**PROBLEM DESCRIPTION**
Copy out each line of the rows below that contains the word "metal".

(Image location labeling entries)
▼▼▼
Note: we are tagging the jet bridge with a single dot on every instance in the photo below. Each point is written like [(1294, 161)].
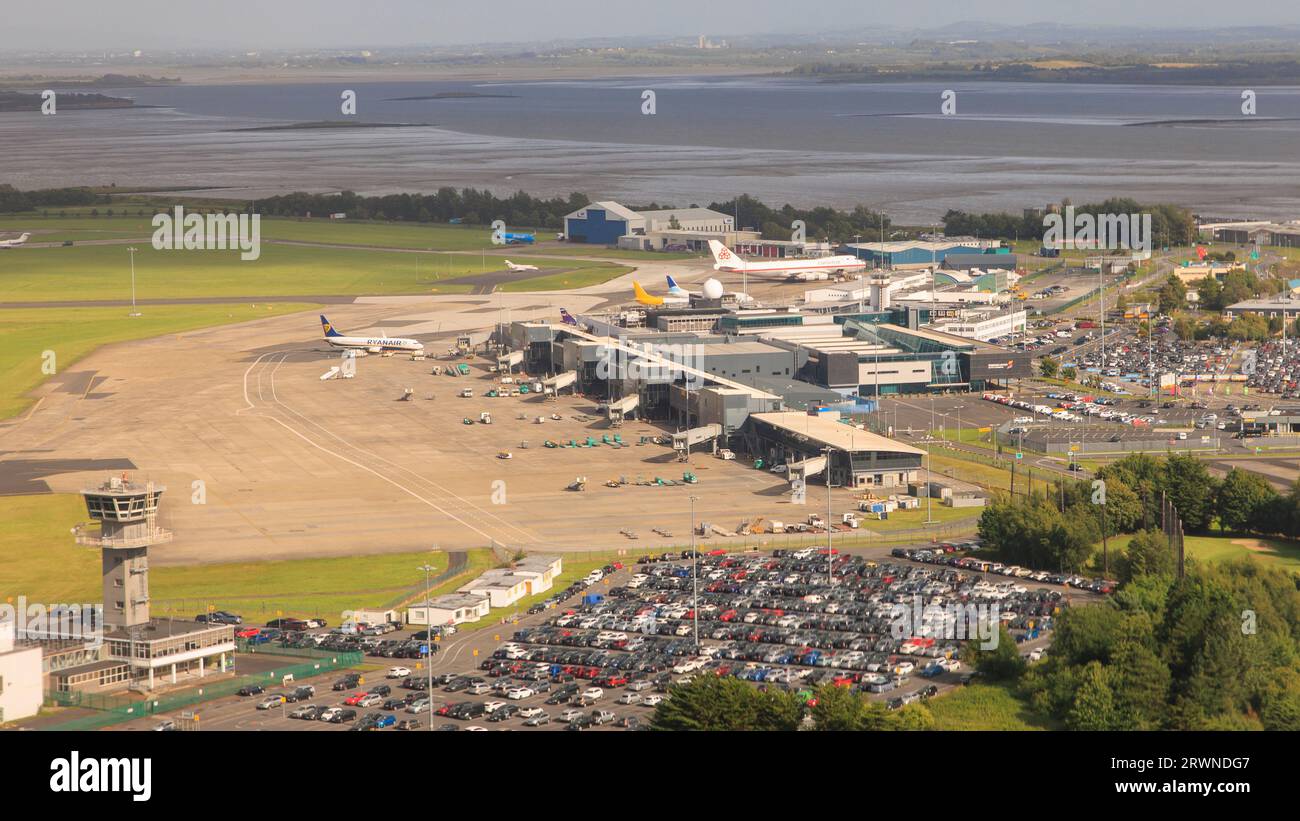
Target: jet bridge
[(560, 381), (810, 467), (696, 435), (619, 409), (506, 363)]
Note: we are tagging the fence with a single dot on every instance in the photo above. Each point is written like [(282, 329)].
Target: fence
[(117, 708)]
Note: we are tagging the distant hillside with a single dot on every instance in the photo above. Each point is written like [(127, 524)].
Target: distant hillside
[(25, 101)]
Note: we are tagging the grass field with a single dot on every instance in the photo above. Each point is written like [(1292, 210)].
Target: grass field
[(986, 707), (966, 470), (72, 333), (103, 273), (1279, 552), (424, 237), (60, 570), (579, 278), (79, 227)]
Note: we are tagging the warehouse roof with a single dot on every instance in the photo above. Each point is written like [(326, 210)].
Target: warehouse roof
[(684, 213), (1266, 304), (835, 434), (609, 205)]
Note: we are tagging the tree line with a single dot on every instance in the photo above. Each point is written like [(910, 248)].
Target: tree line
[(1170, 225), (1058, 528), (1213, 651), (12, 200), (713, 703)]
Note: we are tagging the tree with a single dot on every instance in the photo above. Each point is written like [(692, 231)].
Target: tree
[(1184, 329), (1171, 295), (1190, 486), (1210, 292), (1093, 702), (999, 663), (1242, 498), (711, 703), (1147, 554)]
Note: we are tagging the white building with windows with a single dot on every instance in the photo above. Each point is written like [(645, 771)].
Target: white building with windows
[(20, 676)]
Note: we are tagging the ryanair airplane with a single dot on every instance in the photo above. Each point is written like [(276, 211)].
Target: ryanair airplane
[(367, 343)]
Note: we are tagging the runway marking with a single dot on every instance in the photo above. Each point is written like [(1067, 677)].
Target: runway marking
[(430, 503), (481, 512)]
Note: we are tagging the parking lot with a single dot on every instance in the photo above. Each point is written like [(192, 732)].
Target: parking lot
[(603, 652)]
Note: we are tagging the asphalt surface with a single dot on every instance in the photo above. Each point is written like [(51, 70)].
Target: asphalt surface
[(460, 654)]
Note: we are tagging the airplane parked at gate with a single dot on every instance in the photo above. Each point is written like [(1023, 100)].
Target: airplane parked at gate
[(375, 344), (726, 259)]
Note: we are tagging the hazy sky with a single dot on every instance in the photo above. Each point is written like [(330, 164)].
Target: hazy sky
[(69, 25)]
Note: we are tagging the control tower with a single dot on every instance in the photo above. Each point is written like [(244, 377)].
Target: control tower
[(128, 525), (878, 290)]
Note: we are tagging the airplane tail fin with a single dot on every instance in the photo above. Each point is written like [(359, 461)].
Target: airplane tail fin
[(329, 329), (723, 256), (645, 299)]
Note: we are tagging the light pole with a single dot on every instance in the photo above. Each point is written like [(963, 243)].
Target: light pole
[(428, 638), (694, 573), (134, 312), (830, 554), (930, 486)]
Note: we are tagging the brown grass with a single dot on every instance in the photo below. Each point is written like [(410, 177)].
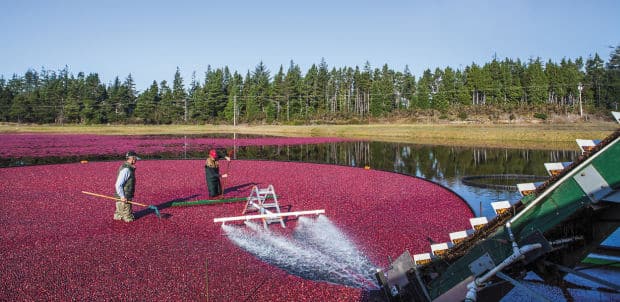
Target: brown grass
[(531, 136)]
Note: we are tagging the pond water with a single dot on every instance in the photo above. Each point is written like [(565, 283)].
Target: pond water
[(440, 164)]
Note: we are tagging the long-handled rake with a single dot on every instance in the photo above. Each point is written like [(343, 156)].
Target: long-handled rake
[(152, 207)]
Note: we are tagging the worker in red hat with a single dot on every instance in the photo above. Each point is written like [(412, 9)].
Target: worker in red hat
[(212, 173)]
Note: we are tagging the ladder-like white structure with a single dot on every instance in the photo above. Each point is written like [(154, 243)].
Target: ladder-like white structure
[(262, 200), (258, 201)]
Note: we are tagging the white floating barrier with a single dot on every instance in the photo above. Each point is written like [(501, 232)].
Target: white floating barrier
[(439, 249), (478, 222), (421, 259), (586, 145), (457, 237), (526, 188), (501, 207)]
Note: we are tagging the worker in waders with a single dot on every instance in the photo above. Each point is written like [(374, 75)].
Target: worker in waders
[(125, 186), (212, 173)]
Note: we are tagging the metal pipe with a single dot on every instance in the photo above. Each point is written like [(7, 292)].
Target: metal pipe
[(472, 287)]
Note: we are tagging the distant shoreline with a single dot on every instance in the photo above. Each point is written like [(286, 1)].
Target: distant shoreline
[(540, 136)]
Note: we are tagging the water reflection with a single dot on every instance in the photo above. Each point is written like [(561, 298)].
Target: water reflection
[(441, 164), (444, 165)]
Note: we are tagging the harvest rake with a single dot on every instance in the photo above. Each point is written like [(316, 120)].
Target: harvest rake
[(152, 207)]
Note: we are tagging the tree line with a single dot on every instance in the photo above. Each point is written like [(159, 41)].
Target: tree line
[(321, 94)]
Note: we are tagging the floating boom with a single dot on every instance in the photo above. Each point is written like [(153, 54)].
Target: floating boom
[(267, 216)]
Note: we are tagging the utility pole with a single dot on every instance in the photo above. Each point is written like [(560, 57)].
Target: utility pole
[(580, 87), (235, 110), (185, 114)]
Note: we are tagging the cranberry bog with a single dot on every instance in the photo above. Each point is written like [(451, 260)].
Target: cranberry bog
[(60, 244)]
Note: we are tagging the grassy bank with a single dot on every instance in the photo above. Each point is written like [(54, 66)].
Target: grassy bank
[(532, 136)]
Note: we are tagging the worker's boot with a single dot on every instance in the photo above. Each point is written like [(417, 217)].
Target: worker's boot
[(117, 212), (126, 212)]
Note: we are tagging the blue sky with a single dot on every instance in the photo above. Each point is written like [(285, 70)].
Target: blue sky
[(149, 39)]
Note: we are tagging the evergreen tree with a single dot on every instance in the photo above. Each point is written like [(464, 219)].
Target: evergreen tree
[(179, 99), (293, 91), (535, 83), (425, 91), (594, 79), (613, 79)]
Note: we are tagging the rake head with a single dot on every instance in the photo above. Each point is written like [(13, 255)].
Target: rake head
[(154, 208)]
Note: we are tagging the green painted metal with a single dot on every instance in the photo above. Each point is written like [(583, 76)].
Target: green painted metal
[(209, 201), (565, 199)]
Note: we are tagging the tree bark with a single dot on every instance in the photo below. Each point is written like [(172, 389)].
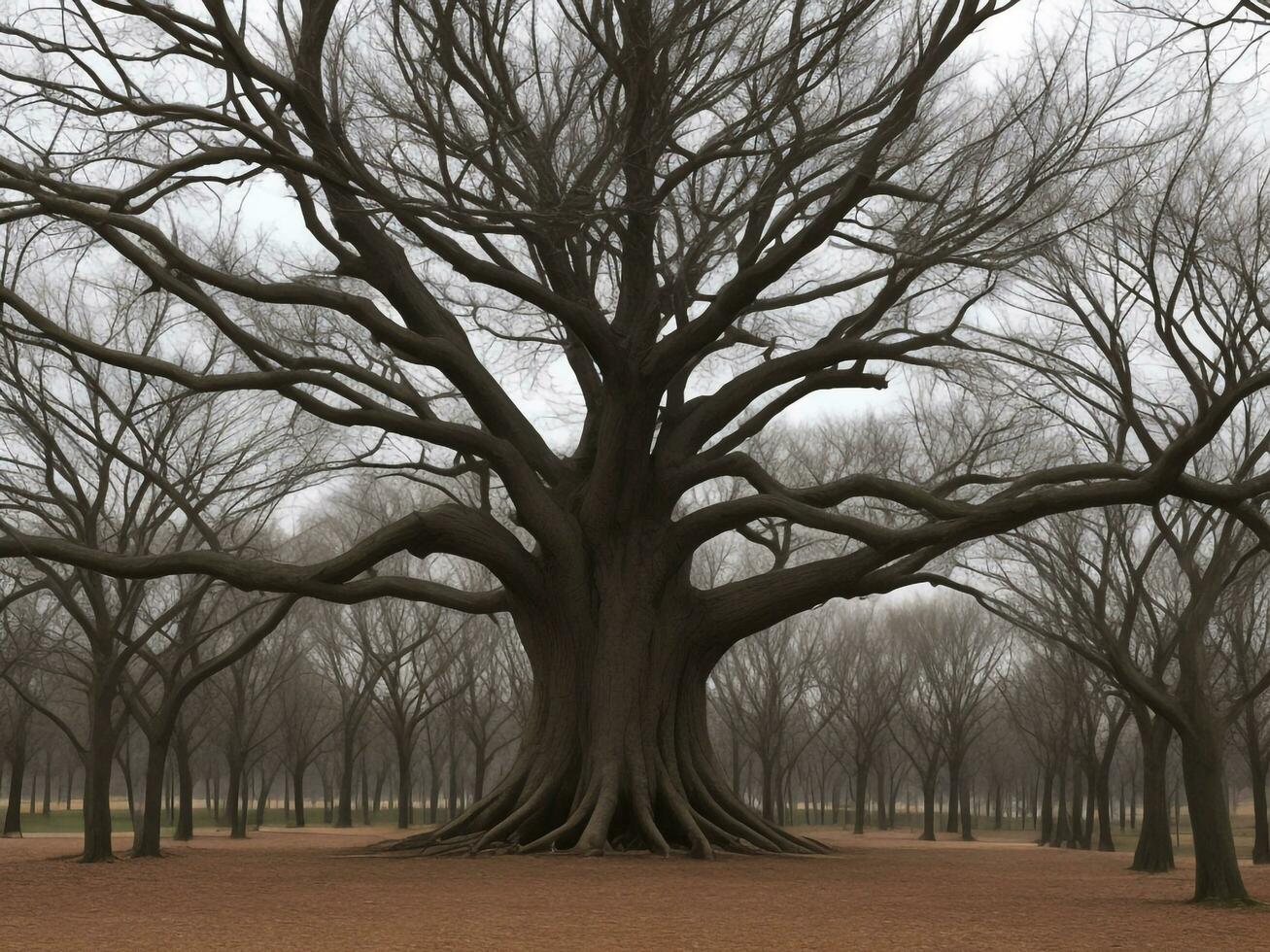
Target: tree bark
[(965, 812), (861, 795), (344, 809), (1154, 849), (146, 840), (1217, 865), (261, 802), (1060, 831), (405, 796), (954, 794), (628, 765), (1047, 807), (185, 829), (98, 768), (297, 791), (1257, 769), (17, 761)]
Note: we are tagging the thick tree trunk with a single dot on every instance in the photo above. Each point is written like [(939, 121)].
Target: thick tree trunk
[(146, 840), (615, 754), (1217, 865), (1154, 849)]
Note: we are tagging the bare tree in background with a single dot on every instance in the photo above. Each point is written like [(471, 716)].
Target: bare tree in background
[(699, 211)]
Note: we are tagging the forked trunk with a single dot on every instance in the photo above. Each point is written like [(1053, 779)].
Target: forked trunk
[(1217, 865), (615, 754)]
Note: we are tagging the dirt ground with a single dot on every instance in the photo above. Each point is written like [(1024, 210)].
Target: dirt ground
[(301, 890)]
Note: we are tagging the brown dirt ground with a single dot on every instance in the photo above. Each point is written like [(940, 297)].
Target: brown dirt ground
[(301, 890)]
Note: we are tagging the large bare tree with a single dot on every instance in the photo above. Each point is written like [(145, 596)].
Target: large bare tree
[(685, 215)]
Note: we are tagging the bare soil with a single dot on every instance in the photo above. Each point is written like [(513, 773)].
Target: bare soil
[(304, 890)]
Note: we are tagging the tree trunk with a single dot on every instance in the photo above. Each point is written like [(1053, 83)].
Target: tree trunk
[(965, 812), (1059, 834), (1154, 851), (146, 839), (1257, 769), (17, 758), (1047, 807), (297, 791), (1077, 820), (881, 799), (954, 794), (261, 801), (1090, 796), (98, 766), (49, 782), (344, 809), (861, 793), (628, 765), (405, 798), (1107, 843), (1217, 865), (235, 811), (185, 829)]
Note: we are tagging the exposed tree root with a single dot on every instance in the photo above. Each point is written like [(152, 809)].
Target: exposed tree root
[(615, 809)]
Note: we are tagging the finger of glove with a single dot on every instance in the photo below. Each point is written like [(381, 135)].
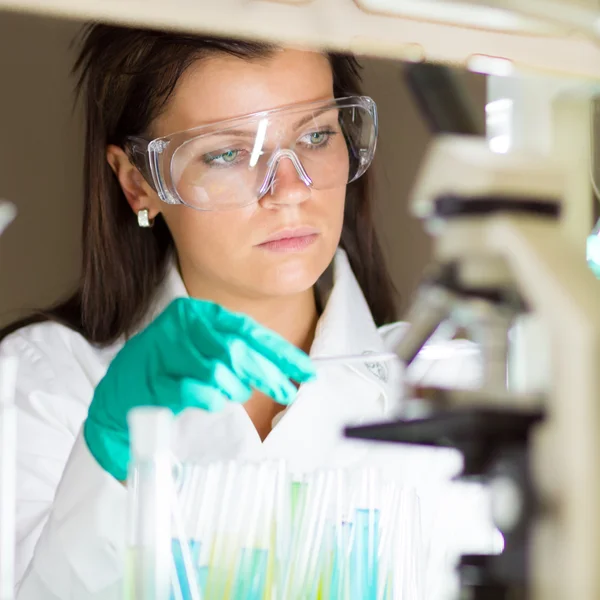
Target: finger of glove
[(209, 370), (179, 394), (260, 373), (291, 361)]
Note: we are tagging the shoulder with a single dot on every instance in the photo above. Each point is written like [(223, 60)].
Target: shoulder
[(53, 357), (441, 362)]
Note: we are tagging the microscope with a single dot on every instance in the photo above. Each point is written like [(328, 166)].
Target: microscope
[(499, 253)]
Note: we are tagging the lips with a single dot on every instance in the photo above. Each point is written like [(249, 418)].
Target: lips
[(290, 240), (288, 234)]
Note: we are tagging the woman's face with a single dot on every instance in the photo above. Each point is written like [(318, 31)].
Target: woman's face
[(226, 252)]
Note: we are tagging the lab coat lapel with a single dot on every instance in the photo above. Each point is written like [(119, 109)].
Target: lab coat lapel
[(310, 432)]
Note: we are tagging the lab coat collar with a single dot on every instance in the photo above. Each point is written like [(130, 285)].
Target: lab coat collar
[(346, 326)]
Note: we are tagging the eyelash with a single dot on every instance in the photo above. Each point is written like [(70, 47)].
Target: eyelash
[(210, 159)]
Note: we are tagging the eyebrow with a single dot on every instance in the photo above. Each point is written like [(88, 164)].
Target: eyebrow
[(312, 116), (251, 135)]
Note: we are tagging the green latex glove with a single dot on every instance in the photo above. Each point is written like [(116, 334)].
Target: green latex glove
[(195, 354)]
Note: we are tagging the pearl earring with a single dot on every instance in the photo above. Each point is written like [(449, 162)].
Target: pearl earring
[(144, 218)]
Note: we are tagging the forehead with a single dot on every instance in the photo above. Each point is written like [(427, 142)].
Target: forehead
[(224, 87)]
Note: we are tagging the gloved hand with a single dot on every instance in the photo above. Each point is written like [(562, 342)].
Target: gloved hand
[(195, 354)]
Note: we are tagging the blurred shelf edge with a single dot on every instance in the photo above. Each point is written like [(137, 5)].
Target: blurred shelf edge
[(347, 25)]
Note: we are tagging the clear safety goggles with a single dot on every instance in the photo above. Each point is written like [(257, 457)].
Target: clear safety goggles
[(234, 163)]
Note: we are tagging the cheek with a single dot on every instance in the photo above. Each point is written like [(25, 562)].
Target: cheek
[(208, 237)]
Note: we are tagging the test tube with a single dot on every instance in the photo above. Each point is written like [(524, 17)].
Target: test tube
[(8, 459), (150, 497)]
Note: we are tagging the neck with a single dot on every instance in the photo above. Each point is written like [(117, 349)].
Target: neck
[(293, 317)]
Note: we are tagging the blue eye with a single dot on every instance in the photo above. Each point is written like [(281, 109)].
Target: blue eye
[(229, 156), (317, 139), (222, 158)]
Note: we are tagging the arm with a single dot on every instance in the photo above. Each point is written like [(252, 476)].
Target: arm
[(70, 513)]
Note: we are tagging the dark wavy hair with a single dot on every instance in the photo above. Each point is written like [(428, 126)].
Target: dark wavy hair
[(125, 78)]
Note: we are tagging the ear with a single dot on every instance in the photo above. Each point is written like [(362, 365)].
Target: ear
[(136, 189)]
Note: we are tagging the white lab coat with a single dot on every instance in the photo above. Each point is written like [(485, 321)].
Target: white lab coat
[(71, 514)]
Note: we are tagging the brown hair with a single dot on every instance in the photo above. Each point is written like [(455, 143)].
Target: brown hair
[(125, 79)]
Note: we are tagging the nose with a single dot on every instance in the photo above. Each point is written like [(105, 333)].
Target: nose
[(286, 183)]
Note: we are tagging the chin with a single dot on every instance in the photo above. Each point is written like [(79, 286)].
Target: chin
[(293, 275)]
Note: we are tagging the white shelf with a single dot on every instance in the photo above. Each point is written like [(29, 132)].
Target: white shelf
[(354, 26)]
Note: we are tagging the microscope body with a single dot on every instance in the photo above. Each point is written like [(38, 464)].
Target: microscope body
[(499, 251)]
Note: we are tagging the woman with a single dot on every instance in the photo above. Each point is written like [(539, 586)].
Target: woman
[(227, 233)]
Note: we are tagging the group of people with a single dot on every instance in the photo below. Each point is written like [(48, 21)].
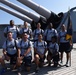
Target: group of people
[(18, 46)]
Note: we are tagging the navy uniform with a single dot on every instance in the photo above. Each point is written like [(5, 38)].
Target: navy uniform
[(13, 29), (36, 33), (40, 49), (11, 50), (26, 30), (64, 44), (49, 33), (23, 48)]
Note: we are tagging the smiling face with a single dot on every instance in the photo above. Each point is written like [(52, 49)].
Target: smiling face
[(63, 28), (25, 24), (40, 36), (38, 25), (25, 36), (11, 22), (9, 35)]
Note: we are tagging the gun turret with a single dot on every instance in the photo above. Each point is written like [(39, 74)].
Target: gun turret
[(50, 16), (22, 17), (36, 18)]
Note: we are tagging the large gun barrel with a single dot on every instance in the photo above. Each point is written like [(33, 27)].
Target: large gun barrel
[(50, 16), (21, 10), (39, 9), (24, 18)]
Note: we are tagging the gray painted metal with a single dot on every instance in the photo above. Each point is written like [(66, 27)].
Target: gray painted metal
[(21, 10), (22, 17), (38, 8)]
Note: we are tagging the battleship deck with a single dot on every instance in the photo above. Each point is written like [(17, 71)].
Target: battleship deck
[(51, 70)]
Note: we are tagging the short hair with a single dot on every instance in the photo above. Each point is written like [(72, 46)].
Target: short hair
[(24, 33), (54, 37), (9, 32)]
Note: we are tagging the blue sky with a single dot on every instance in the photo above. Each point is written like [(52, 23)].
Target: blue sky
[(53, 5)]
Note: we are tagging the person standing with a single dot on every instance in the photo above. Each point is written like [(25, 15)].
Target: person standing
[(14, 29), (64, 45), (9, 51), (37, 32), (24, 53), (27, 30), (40, 48), (49, 33)]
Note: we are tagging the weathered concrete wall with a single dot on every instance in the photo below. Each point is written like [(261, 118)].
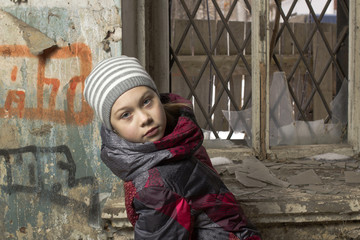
▲▲▲
**COMPLETED EXERCISE**
Note: we are tagging the metal pipe with a single dot on every instance in the photo above. Each point is written like [(7, 292)].
Target: metal pipe
Note: we are tagging the green painted metal with a single dot on every instance in the photo above. Each point is written like [(583, 76)].
Target: green painted metal
Note: we are tagging the gray painted metal with a single dot on every instance in the photo above. Each point is written like [(66, 27)].
Target: gray painted metal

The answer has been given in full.